WORK ORDER ▸ Please retype the line that contains "Expected: one point per instance of the leafy" and all lines that follow it to the end of the entries below, exactly as they stand, with nothing added.

DATA FOR THE TASK ▸
|---|

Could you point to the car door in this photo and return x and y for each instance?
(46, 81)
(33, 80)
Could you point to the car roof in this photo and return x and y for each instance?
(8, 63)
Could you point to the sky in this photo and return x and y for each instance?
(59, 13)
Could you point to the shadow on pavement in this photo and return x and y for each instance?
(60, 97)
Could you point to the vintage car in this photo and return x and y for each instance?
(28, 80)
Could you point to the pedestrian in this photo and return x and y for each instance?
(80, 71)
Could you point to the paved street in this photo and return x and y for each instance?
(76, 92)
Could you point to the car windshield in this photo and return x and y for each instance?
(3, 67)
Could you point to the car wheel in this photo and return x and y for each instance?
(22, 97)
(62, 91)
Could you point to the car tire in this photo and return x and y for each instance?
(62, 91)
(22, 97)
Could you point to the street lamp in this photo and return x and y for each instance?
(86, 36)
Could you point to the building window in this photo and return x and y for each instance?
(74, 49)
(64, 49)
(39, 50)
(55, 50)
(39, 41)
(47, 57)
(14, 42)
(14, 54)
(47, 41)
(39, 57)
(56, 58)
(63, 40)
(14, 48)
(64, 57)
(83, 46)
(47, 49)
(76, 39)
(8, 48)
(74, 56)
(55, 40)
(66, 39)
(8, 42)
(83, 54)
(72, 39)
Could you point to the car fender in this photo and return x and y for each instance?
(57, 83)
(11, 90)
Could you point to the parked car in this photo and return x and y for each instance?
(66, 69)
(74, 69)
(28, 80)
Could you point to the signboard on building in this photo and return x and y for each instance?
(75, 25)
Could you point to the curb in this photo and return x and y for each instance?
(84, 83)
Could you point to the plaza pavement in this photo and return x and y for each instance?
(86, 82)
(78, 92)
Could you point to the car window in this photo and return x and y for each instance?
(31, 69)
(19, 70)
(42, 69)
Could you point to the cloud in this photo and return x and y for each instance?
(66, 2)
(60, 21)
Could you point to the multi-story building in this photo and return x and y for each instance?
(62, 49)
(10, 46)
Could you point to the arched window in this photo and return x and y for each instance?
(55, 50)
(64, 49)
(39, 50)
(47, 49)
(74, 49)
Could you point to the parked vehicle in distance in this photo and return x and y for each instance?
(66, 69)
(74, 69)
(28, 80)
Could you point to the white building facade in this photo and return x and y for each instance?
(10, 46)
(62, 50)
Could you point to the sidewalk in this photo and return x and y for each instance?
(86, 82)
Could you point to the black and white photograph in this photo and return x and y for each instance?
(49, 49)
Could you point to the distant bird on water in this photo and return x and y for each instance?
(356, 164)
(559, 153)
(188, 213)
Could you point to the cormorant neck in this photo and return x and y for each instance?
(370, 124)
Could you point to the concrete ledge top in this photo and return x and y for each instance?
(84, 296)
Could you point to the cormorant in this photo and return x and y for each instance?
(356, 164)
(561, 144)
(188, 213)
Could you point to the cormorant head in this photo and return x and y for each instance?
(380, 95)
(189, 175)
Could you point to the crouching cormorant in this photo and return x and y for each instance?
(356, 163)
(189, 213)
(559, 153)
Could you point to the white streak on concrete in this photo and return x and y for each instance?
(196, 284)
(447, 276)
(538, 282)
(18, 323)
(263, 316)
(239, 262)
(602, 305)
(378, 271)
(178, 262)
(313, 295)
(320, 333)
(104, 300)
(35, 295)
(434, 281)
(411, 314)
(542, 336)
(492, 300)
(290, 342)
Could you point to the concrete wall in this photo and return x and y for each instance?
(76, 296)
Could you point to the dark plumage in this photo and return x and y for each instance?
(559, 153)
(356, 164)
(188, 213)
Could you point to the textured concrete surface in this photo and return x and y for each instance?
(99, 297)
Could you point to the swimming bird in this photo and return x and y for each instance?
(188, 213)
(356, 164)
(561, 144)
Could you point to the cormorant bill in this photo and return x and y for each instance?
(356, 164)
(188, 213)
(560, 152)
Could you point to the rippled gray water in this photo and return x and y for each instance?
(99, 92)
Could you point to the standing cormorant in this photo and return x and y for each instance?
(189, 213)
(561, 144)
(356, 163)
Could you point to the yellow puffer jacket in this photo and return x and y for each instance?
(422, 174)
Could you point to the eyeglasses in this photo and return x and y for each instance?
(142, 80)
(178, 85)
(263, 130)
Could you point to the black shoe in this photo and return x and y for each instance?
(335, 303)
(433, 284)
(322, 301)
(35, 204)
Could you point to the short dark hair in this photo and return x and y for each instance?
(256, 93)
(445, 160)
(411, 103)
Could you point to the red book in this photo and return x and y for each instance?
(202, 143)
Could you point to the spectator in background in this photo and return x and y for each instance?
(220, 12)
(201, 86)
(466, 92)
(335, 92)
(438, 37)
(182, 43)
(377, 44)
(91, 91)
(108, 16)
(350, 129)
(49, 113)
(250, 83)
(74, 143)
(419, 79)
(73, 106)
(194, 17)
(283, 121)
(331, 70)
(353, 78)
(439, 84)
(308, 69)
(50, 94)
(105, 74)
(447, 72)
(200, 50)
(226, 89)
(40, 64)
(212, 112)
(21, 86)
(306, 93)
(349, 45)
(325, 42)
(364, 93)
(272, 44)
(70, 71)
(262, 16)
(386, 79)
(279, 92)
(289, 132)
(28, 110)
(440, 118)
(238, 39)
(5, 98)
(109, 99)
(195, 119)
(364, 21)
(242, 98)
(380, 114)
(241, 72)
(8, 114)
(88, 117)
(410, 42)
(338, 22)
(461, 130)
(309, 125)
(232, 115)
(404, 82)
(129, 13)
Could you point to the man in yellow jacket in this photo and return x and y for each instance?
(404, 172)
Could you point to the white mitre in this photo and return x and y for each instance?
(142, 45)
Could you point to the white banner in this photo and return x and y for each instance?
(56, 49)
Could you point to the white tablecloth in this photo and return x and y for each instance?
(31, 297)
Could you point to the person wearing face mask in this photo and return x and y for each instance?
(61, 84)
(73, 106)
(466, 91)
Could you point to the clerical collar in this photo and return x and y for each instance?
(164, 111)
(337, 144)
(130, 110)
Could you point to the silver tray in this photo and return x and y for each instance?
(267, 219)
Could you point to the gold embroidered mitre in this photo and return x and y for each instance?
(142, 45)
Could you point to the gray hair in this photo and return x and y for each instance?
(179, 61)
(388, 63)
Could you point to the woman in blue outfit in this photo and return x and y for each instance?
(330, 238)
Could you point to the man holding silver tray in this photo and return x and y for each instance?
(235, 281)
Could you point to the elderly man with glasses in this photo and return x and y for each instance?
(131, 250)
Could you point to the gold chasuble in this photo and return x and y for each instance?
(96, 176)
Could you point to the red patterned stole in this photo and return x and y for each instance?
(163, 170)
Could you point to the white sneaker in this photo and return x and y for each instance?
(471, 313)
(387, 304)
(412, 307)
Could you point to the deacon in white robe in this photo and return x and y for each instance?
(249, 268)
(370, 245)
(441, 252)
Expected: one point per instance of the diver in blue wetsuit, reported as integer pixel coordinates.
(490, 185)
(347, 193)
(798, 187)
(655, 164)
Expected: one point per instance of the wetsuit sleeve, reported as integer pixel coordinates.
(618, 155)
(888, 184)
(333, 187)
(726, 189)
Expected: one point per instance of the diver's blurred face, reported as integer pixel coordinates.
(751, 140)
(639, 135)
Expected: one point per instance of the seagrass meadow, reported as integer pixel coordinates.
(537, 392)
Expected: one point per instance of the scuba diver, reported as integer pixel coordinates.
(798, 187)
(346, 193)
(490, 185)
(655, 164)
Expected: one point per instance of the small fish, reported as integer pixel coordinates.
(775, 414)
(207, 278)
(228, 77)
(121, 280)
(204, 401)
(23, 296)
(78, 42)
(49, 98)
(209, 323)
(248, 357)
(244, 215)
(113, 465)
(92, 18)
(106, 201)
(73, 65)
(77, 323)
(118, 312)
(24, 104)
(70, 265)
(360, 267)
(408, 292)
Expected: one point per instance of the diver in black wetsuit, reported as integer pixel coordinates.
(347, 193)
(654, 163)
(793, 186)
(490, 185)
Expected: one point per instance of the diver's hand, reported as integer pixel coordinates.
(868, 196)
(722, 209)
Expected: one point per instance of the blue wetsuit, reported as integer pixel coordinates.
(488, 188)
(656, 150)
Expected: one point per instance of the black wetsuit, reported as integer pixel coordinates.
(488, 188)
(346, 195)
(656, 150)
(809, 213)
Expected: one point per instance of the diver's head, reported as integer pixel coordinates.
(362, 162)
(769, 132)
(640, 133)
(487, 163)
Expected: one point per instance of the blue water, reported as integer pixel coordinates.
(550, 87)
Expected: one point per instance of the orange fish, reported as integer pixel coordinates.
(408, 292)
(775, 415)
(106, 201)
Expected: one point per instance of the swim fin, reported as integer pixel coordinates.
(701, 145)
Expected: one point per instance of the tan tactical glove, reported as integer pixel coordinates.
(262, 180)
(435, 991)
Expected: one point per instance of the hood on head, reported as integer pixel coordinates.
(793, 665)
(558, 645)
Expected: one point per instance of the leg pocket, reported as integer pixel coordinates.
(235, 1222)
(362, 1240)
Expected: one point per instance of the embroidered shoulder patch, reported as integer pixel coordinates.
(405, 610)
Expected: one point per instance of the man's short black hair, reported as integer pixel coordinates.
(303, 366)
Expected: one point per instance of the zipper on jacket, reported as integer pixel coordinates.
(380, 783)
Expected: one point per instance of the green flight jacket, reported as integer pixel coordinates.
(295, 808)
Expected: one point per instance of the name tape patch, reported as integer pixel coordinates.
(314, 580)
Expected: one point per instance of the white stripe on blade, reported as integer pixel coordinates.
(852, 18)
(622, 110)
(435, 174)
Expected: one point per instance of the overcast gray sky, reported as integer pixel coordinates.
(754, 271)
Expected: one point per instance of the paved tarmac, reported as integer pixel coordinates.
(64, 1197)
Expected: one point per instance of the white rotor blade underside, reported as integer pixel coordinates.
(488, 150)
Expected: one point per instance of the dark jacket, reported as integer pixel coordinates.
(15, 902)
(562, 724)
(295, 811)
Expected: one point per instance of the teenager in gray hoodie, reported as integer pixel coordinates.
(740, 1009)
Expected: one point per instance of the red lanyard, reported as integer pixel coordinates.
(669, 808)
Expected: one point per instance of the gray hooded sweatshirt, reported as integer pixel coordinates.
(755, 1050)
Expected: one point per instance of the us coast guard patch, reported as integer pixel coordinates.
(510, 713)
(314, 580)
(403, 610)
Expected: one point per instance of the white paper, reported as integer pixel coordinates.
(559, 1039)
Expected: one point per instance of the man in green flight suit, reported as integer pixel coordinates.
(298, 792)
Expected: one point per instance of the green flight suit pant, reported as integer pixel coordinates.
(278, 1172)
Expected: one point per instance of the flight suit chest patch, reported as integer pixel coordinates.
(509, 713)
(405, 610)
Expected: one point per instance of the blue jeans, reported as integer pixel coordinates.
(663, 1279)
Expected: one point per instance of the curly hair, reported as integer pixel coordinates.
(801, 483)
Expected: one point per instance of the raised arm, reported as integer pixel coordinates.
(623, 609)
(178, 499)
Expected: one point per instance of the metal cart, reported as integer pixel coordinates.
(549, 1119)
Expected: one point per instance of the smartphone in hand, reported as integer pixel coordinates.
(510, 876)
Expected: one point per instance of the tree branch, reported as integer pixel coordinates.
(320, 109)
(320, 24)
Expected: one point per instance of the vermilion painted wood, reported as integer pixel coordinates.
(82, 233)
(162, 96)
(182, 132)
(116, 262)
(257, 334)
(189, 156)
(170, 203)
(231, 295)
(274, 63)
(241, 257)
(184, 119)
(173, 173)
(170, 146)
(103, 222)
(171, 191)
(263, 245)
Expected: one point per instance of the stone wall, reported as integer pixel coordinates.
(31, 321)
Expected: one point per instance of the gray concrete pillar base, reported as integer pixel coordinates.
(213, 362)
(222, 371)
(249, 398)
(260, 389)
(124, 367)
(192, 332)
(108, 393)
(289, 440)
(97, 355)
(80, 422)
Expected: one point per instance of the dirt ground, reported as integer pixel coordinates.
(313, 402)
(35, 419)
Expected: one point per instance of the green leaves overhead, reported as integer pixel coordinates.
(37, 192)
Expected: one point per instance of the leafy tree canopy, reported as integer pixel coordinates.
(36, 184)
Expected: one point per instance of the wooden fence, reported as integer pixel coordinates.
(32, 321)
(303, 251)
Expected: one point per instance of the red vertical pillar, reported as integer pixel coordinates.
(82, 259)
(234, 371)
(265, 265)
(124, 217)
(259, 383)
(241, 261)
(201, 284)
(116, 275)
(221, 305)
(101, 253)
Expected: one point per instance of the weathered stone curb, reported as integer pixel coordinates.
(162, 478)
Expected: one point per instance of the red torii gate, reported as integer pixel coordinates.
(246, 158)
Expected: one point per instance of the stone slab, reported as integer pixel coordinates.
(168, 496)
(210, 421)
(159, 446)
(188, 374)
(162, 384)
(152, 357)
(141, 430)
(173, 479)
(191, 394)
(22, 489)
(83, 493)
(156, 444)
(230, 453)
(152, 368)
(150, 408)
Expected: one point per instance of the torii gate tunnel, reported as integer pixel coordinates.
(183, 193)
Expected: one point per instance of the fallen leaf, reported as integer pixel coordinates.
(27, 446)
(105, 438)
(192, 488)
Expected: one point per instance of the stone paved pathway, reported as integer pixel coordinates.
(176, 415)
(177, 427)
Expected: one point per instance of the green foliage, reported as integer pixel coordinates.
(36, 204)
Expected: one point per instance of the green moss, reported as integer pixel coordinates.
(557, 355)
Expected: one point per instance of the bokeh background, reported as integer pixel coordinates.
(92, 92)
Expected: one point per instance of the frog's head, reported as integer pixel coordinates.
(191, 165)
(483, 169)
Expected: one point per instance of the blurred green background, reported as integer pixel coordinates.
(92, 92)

|---|

TASK RESPONSE ▸
Expected: one point per instance of the leafy tree canopy, reported as integer pixel coordinates.
(36, 184)
Expected: one point per instance of the wooden fence, reported as integer pixel coordinates.
(32, 321)
(303, 251)
Expected: one point per instance of the red vertical pillar, reported as integer pixel coordinates.
(82, 259)
(234, 371)
(265, 265)
(124, 217)
(259, 383)
(241, 261)
(201, 284)
(116, 275)
(221, 305)
(101, 253)
Expected: one point per instance of the weathered stone curb, reported as integer pixel coordinates.
(162, 478)
Expected: one point per instance of the red torii gate, reported as integer pixel coordinates.
(246, 158)
Expected: one point per instance of the stone slab, reported as integer pixel coordinates.
(168, 496)
(210, 421)
(159, 446)
(188, 374)
(162, 384)
(152, 357)
(141, 430)
(173, 479)
(191, 394)
(22, 489)
(83, 493)
(156, 444)
(230, 453)
(152, 368)
(150, 408)
Expected: one point per instance of the torii gate tunnel, reported as integer pixel coordinates.
(183, 193)
Expected: one point per instance of the fallen leaf, reported as integer pixel coordinates.
(27, 446)
(105, 438)
(192, 488)
Expected: one point per instance of the stone paved pathway, reported as integer pixel coordinates.
(176, 415)
(177, 427)
Expected: one point per instance of the green foliage, reported as integer pixel coordinates.
(36, 204)
Expected: one point per instance of the green moss, reported as integer pixel coordinates.
(557, 355)
Expected: one point per instance of the bokeh background, reported as integer pixel coordinates.
(92, 92)
Expected: one point per instance of the frog's head, reported as integer pixel coordinates.
(191, 165)
(483, 169)
Expected: one point per instance of the blurred green background, reported as integer pixel coordinates.
(92, 92)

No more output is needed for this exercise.